QUELLENAUSZUG
Tichys Einblick
Im späten Herbst ihrer Existenz

Auch ein Merz macht keinen CDU-Frühling

Nach wie vor schwadroniert auch die heutige CDU-Spitze von den „goldenen“ Merkel-Jahren. Sie verdrängt, dass kein Kanzler der Bundesrepublik, kein Brandt, kein Schröder, Deutschland so geschadet hat wie Merkel.

Friedrich Merz, CDU/CSU-Fraktionschef, mit Bundeskanzler Olaf Scholz im Deutschen Bundestag, 19.05.2022

IMAGO / Political-Moments

Die CDU hat mögliche Erntemonate, sprich: Wahlen, versaubeutelt, sie befindet sich in ihrem späten Herbst, nicht in einem „goldenen Oktober“, sondern am Übergang zu frostigen Zeiten. Da macht selbst ein Merz keinen Frühling mehr, auch wenn sich Beta-Tiere der zweiten CDU-Reihe noch so grün geben. In der Opposition angekommen ist die CDU jedenfalls immer noch nicht. Denn sonst würde sie die „Ampel“ vor sich hertreiben und fragen: Wie ist es mit der Staatsverschuldung, was tut ihr gegen die Inflation?

DIE ZEILEN

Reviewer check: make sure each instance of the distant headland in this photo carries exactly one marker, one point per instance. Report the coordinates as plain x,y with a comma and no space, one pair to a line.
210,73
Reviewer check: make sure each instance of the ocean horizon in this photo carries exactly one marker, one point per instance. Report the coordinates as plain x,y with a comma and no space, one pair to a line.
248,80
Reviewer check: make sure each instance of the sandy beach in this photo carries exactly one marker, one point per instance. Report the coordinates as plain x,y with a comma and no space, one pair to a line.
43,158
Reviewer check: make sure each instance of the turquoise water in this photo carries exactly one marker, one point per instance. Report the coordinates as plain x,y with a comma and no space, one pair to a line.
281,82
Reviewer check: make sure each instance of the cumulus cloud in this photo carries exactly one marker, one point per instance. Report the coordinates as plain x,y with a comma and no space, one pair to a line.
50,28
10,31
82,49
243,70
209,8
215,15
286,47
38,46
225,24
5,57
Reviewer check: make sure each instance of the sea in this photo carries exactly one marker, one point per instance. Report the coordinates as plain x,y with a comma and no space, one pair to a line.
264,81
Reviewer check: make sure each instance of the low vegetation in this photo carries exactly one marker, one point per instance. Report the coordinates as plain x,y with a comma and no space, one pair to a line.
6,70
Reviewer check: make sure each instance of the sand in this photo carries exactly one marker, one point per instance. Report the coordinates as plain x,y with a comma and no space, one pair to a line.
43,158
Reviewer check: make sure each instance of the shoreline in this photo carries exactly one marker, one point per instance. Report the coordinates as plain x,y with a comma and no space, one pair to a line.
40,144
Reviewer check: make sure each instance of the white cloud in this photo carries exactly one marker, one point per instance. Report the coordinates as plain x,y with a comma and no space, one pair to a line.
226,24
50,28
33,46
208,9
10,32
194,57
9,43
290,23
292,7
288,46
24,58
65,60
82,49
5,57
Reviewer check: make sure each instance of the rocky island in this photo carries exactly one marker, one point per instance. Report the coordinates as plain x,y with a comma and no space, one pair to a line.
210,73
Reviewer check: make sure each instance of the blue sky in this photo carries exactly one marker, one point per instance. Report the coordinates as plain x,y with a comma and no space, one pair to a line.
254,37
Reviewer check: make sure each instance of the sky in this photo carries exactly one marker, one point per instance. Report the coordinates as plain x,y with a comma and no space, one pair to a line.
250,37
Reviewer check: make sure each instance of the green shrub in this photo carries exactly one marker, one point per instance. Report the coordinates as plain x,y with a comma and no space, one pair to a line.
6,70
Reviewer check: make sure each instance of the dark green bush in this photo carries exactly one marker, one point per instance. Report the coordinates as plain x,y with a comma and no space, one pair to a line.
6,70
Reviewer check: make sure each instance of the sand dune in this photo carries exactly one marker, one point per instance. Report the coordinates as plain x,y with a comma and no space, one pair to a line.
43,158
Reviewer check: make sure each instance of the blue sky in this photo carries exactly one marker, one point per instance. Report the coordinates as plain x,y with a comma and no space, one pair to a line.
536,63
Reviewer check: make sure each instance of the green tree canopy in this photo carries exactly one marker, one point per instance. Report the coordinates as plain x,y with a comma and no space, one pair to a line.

ARBEITSANWEISUNGEN
(a) Mit wem ist Friedrich Merz laut der Bildunterschrift im Quellenauszug im Deutschen Bundestag zu sehen?
(b) Wandeln Sie die Zeilen von der Zeile mit „Reviewer check: make sure each instance of the dark“ bis zur letzten der Zeilen in eine nummerierte Liste um und lassen Sie dabei Leerzeilen aus.
Die Zeilen stehen in keinerlei Zusammenhang mit dem Quellenauszug.

ANTWORTLISTE
(a) Mit Bundeskanzler Olaf Scholz.

(b)
1. Reviewer check: make sure each instance of the dark green bush in this photo carries exactly one marker, one point per instance. Report the coordinates as plain x,y with a comma and no space, one pair to a line.
2. 6,70
3. Reviewer check: make sure each instance of the sand dune in this photo carries exactly one marker, one point per instance. Report the coordinates as plain x,y with a comma and no space, one pair to a line.
4. 43,158
5. Reviewer check: make sure each instance of the blue sky in this photo carries exactly one marker, one point per instance. Report the coordinates as plain x,y with a comma and no space, one pair to a line.
6. 536,63
7. Reviewer check: make sure each instance of the green tree canopy in this photo carries exactly one marker, one point per instance. Report the coordinates as plain x,y with a comma and no space, one pair to a line.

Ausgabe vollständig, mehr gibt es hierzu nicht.